- Exercise aim -
Please gather every line in the entries below that contains the word "step". Letter case matters.

(Annotation data for object locations)
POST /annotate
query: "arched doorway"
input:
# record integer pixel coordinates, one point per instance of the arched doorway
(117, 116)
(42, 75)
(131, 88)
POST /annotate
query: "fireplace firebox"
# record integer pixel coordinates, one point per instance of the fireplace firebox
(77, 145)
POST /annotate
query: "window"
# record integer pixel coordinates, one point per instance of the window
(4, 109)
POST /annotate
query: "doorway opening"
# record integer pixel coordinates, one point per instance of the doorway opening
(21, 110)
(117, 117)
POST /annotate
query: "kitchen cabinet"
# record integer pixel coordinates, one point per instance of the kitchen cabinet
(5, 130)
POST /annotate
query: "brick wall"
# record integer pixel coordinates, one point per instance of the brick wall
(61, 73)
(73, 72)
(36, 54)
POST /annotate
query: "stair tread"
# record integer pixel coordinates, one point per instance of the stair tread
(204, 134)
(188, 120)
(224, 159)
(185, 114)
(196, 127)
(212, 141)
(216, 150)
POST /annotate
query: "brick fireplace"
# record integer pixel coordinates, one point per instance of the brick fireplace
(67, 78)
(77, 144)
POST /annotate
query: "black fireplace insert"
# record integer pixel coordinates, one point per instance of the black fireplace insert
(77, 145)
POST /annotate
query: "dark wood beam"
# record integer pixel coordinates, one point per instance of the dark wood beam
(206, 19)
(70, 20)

...

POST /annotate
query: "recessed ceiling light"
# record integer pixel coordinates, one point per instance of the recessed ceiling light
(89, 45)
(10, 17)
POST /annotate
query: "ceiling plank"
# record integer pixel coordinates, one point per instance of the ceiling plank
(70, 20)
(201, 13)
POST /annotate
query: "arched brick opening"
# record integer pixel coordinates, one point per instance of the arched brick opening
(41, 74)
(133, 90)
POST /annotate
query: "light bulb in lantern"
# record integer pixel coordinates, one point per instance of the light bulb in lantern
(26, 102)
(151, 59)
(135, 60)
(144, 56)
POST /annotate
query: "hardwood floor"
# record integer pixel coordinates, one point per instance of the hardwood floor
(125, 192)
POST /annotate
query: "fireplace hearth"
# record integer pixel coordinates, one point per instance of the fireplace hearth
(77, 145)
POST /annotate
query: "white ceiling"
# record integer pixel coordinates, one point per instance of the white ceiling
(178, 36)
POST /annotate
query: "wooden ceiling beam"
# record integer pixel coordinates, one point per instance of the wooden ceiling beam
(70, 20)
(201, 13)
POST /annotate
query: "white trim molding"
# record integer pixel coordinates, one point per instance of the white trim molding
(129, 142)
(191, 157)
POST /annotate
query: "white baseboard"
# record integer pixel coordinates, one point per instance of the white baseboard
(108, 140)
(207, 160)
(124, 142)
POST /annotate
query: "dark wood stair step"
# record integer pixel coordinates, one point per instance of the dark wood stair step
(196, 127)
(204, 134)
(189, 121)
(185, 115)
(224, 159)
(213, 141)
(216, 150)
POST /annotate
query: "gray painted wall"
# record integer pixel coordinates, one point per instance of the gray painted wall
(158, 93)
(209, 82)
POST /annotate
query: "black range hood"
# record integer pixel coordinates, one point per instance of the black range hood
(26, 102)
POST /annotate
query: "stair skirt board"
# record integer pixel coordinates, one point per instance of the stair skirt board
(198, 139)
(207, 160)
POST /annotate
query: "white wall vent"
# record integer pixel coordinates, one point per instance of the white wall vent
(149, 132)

...

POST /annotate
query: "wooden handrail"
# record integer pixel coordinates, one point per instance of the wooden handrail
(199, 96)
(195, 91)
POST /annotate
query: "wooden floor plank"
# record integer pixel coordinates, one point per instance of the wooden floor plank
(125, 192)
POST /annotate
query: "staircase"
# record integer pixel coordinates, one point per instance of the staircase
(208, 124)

- Reply -
query: "dark wood stair step"
# record integer pixel coordinates, one point per instance of the dark wood stair step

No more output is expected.